- **TASK REQUIREMENTS**:
Each of the entries should be retyped precisely as it appears.

- **DATA**:
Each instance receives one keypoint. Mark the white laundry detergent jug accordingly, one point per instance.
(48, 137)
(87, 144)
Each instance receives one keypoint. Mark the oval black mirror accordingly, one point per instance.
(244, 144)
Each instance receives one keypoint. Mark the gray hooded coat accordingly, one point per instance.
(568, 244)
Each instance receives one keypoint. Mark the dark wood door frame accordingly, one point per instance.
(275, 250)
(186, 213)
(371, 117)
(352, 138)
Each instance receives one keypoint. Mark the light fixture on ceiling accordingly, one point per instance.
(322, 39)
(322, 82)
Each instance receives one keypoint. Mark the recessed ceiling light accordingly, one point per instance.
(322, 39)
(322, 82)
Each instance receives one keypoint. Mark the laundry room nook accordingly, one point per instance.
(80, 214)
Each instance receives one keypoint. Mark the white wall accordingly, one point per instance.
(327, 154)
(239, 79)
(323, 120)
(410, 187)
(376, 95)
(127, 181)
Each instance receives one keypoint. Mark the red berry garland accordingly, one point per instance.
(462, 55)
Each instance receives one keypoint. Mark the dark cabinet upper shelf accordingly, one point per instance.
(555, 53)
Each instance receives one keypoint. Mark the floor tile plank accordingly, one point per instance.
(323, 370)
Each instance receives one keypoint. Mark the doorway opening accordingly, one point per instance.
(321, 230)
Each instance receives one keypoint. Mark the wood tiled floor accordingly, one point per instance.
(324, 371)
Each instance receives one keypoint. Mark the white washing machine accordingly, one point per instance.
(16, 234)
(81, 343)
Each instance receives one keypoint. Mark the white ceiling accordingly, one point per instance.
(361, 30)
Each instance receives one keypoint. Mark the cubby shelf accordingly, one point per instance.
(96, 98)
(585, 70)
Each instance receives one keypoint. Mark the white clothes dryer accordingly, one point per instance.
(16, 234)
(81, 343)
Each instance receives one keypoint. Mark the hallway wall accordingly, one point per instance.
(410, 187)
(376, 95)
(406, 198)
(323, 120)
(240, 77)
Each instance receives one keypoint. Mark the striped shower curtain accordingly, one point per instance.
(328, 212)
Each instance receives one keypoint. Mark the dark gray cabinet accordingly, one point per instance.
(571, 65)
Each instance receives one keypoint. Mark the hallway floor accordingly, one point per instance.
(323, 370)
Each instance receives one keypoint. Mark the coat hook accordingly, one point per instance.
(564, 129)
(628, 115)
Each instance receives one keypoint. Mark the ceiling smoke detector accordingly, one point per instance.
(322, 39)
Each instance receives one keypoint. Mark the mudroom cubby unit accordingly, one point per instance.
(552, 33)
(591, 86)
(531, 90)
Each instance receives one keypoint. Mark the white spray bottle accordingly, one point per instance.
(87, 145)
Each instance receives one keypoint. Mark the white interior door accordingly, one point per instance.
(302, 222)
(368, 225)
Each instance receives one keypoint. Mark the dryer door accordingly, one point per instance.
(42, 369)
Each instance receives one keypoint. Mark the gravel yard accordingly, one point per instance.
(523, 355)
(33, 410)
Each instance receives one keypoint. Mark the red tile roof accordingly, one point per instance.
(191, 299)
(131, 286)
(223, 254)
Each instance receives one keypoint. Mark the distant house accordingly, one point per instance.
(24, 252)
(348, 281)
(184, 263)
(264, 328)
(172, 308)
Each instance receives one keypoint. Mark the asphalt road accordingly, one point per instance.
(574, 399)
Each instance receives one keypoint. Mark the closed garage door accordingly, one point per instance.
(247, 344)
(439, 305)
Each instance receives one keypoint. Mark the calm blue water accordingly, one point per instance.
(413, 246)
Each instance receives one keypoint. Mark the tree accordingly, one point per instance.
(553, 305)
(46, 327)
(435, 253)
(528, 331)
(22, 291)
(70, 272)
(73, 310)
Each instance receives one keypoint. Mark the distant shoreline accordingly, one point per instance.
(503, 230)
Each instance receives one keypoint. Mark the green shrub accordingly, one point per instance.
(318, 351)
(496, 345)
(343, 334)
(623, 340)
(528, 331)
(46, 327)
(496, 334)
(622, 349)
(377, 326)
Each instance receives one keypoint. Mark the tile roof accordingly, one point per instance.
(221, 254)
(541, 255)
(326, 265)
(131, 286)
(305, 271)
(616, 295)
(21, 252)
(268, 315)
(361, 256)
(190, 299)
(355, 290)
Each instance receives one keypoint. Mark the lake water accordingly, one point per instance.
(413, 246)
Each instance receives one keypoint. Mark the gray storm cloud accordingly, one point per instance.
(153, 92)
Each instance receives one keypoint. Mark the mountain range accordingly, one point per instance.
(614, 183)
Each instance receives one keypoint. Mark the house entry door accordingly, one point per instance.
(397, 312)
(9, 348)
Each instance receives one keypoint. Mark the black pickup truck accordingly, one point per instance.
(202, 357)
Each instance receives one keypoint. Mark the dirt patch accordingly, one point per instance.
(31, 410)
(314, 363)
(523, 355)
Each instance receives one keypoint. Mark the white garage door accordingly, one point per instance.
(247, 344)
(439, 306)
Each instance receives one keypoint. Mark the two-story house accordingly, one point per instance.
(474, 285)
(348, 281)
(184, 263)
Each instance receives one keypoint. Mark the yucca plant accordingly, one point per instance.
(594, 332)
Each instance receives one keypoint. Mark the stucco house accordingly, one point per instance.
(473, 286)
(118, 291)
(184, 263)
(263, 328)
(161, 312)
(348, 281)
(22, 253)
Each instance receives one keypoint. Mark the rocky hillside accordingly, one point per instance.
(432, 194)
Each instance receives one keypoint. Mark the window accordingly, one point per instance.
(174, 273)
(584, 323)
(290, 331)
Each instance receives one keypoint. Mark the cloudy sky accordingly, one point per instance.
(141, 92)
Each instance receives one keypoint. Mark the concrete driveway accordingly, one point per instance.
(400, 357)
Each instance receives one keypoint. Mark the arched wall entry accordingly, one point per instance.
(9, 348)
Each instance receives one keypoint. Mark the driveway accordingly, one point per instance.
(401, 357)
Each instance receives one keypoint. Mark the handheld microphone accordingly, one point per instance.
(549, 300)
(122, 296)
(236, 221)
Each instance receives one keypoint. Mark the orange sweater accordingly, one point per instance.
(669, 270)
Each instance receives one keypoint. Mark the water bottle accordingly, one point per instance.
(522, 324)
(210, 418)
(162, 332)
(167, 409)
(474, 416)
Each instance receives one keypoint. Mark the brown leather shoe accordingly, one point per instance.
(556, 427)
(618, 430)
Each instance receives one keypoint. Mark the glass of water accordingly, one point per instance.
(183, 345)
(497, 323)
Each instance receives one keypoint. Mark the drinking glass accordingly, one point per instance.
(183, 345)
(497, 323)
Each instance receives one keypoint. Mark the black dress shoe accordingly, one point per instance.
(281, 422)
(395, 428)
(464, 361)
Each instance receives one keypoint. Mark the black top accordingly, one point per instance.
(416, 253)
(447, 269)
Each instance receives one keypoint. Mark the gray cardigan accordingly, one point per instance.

- **RESPONSE**:
Each instance receives one keypoint. Mark the white laundry detergent jug accordingly, one point per instance.
(48, 137)
(87, 144)
Each instance receives one keypoint. Mark the oval black mirror accordingly, one point per instance.
(244, 144)
Each instance receives one keypoint. Mark the gray hooded coat accordingly, one point per instance.
(568, 244)
Each instance receives one keypoint. Mark the dark wood door frame accordingly, one point per instance.
(275, 250)
(186, 213)
(371, 117)
(352, 138)
Each instance receives one keypoint. Mark the light fixture on ceiling accordingly, one point per instance.
(322, 39)
(322, 82)
Each instance receives one keypoint. Mark the recessed ceiling light accordingly, one point per instance.
(322, 39)
(322, 82)
Each instance receives one keypoint. Mark the laundry room nook accordingly, one point per instance.
(80, 214)
Each instance receives one keypoint. Mark the white wall accordingly, one point per instance.
(327, 154)
(239, 79)
(323, 120)
(410, 187)
(376, 95)
(127, 181)
Each instance receives one keypoint. Mark the red berry garland accordingly, one point per instance.
(462, 55)
Each instance receives one keypoint. Mark the dark cabinet upper shelf accordingly, one point per instance.
(555, 53)
Each instance receives one keypoint. Mark the floor tile plank accordingly, one point per instance.
(323, 370)
Each instance receives one keypoint. Mark the doorway opening accordingly, one point per instance.
(321, 230)
Each instance receives one keypoint. Mark the wood tiled floor accordingly, one point per instance.
(324, 371)
Each instance receives one keypoint. Mark the white washing machine accordingly, one point per instance.
(16, 234)
(81, 343)
Each instance receives one keypoint. Mark the white ceiling accordingly, one point per instance.
(361, 30)
Each instance receives one keypoint. Mark the cubby shelf accordingly, one point per instance.
(96, 98)
(585, 70)
Each instance receives one keypoint. Mark the white clothes dryer accordingly, one point per instance.
(16, 234)
(81, 343)
Each instance receives one keypoint. Mark the hallway wall accordingly, one point per instance.
(410, 187)
(376, 95)
(406, 198)
(323, 120)
(240, 77)
Each instance receives one keypoint. Mark the striped shower curtain accordingly, one point per instance.
(328, 212)
Each instance receives one keypoint. Mark the dark gray cabinet accordingly, one point per instance.
(571, 65)
Each instance receives one keypoint. Mark the hallway floor accordingly, one point per instance.
(323, 370)
Each instance receives one keypoint. Mark the coat hook accordingly, one point per instance.
(564, 129)
(628, 115)
Each instance receives one keypoint. Mark the ceiling smoke detector accordingly, one point per instance.
(322, 39)
Each instance receives one keypoint. Mark the mudroom cubby unit accordingly, one point per instance.
(552, 33)
(591, 86)
(531, 90)
Each instance receives one keypoint. Mark the white spray bottle accordingly, one point per instance.
(87, 145)
Each instance receives one keypoint. Mark the white interior door accordingly, one point per instance.
(302, 222)
(368, 225)
Each instance receives one keypoint. Mark the dryer door accordingly, one point per instance.
(42, 369)
Each instance receives one keypoint. Mark the gravel yard accordingly, one point per instance.
(523, 355)
(33, 410)
Each instance receives one keypoint. Mark the red tile roof accordingly, one point per instance.
(191, 299)
(131, 286)
(223, 254)
Each instance receives one keypoint. Mark the distant house accordingly, one point per instance.
(24, 252)
(348, 281)
(184, 263)
(264, 328)
(172, 308)
Each instance receives one keypoint. Mark the asphalt road accordingly, one point per instance.
(574, 399)
Each instance receives one keypoint. Mark the closed garage door accordingly, one point per instance.
(247, 344)
(439, 305)
Each instance receives one keypoint. Mark the calm blue water accordingly, one point per instance.
(413, 246)
Each instance receives one keypoint. Mark the tree accordingly, one point per instance.
(553, 305)
(46, 327)
(435, 253)
(528, 331)
(22, 291)
(70, 272)
(73, 310)
Each instance receives one keypoint. Mark the distant shoreline accordingly, one point per instance.
(503, 230)
Each instance receives one keypoint. Mark the green shrub accordingly, one point per instance.
(318, 351)
(496, 345)
(343, 334)
(623, 340)
(528, 331)
(46, 327)
(496, 334)
(622, 349)
(377, 326)
Each instance receives one keypoint. Mark the tile roof accordingly, one point per instance.
(221, 254)
(541, 255)
(326, 265)
(131, 286)
(305, 271)
(616, 295)
(21, 252)
(268, 315)
(361, 256)
(190, 299)
(355, 290)
Each instance receives one keypoint. Mark the lake water accordingly, one point per instance.
(413, 246)
Each instance receives one keypoint. Mark the gray storm cloud accordingly, one point per instance.
(153, 92)
Each instance receives one keypoint. Mark the mountain range accordingly, one point per instance.
(614, 183)
Each instance receives one keypoint. Mark the house entry door accordingly, one point per instance.
(397, 312)
(9, 348)
Each instance receives one keypoint. Mark the black pickup truck accordingly, one point per instance.
(202, 357)
Each instance receives one keypoint. Mark the dirt patch accordingly, one point per instance.
(31, 410)
(314, 363)
(523, 355)
Each instance receives one keypoint. Mark the white garage door accordingly, one point per instance.
(247, 344)
(439, 306)
Each instance receives one keypoint. Mark the two-story house accordingly, one point per instance.
(474, 285)
(348, 281)
(184, 263)
Each instance receives one keypoint. Mark the yucca plant accordingly, one point per instance.
(594, 332)
Each instance receives one keypoint. Mark the stucco house accordingly, one point per instance.
(473, 286)
(118, 291)
(184, 263)
(263, 328)
(161, 312)
(348, 281)
(22, 253)
Each instance receives one keypoint. Mark the rocky hillside accordingly, one point per instance.
(432, 194)
Each instance receives one keypoint. Mark the window accordingly, one point per instance.
(174, 273)
(584, 323)
(290, 331)
Each instance receives one keypoint. Mark the cloudy sky accordingly, one point per instance.
(141, 92)
Each instance receives one keypoint. Mark the concrete driveway accordingly, one point per instance.
(400, 357)
Each instance receives one keypoint. Mark the arched wall entry accordingly, one point per instance.
(9, 348)
Each instance receives one keypoint. Mark the driveway accordingly, one point per instance.
(401, 357)
Each instance receives one keypoint. Mark the handheld microphone accordingly, one point per instance.
(549, 300)
(122, 296)
(236, 221)
Each instance receives one keypoint. Mark the orange sweater accordingly, one point per instance.
(669, 270)
Each instance receives one keypoint. Mark the water bottle accordingly, one point per instance.
(522, 324)
(210, 418)
(162, 332)
(167, 409)
(474, 416)
Each instance receives one keypoint. Mark the brown leather shoe accordingly, one point per instance.
(556, 427)
(618, 430)
Each instance receives one keypoint. Mark the glass of water accordingly, one point per instance.
(183, 345)
(497, 323)
Each instance receives one keypoint. Mark the drinking glass accordingly, one point per instance.
(183, 345)
(497, 323)
Each instance receives one keypoint. Mark the black dress shoe accordingly, one point per instance.
(281, 422)
(395, 428)
(464, 361)
Each instance receives one keypoint. Mark the black top accordingly, one point per instance.
(416, 253)
(447, 269)
Each instance receives one keypoint. Mark the gray cardigan accordingly, one point per instance.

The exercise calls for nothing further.